[Natural language region descriptions]
☆ ☆ ☆ ☆ ☆

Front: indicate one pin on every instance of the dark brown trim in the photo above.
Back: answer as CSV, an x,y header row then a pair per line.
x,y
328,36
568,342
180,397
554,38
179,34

☆ ☆ ☆ ☆ ☆

## EXERCISE OBJECTIVE
Output all of the data exactly.

## WRITTEN SOLUTION
Front: indicate one pin on every instance of the dark brown trim in the photo above.
Back: answer as CSV, an x,y header row then a pair per line.
x,y
328,36
568,342
180,397
554,38
179,34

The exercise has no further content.